PROMPT 1
Please extract every line of the rows below that contains the string "Target". Matching is case-sensitive.

Eric Mayer and Mary Reed published several short stories about John, Lord Chamberlain to Emperor Justinian, before John's first novel length adventure appeared in 1999. The American Library Association’s Booklist Magazine named the novels one its four Best Little Known Series. Murder in Megara is the eleventh entry in the series, appearing in October 2015. Learn more about Eric and Mary at their website. 

Doubtless many readers will recall childhood fun making mosaics from fragments of painted eggshells, and a messy business it was too!

The Romans were masters of the essentially similar but vastly larger enterprise of creating beautiful floors made of pebbles, stone, and marble pieces, often framing intricate patterned borders around abstract designs or those featuring mythological and other figures. But the highest point of the mosaicists' art must surely be wall mosaics, created from thousands of small cubes of glass and other materials. At their glorious height in the Byzantine world, these mosaics dazzled worshippers in churches, Ravenna and Constantinople in particular, whose mosaics were and are world famous for their beauty and the amazing way tesserae are used to depict subtly graduated colors of garments, buildings, and artifacts, as well as details of facial features.

Our historical mystery series is devoted to the adventures of John, Lord Chamberlain to Emperor Justinian I, in and round the imperial court in Constantinople -- although we have sent him to Egypt to look into the matter of the suicidal sheep and in Murder In Megara he is tasked with solving the murder of which he is accused. All of the covers for these books are illustrated with mosaics.

EXTRACTED MATERIAL
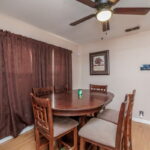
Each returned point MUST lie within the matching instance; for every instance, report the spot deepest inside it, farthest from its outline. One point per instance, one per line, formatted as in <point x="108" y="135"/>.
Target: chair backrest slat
<point x="98" y="88"/>
<point x="43" y="115"/>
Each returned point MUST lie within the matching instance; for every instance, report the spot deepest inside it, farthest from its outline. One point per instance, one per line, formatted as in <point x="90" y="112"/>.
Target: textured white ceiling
<point x="55" y="16"/>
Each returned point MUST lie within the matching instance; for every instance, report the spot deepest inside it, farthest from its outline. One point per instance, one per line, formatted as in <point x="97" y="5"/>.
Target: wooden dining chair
<point x="112" y="116"/>
<point x="104" y="134"/>
<point x="42" y="91"/>
<point x="52" y="129"/>
<point x="61" y="89"/>
<point x="98" y="88"/>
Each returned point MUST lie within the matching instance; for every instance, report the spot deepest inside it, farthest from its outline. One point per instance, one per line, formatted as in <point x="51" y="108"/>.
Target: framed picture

PROMPT 2
In the passage on mosaics, when did Murder in Megara appear?

WRITTEN REPLY 1
Target: chair backrest slat
Target: textured white ceiling
Target: wooden dining chair
Target: framed picture

WRITTEN REPLY 2
October 2015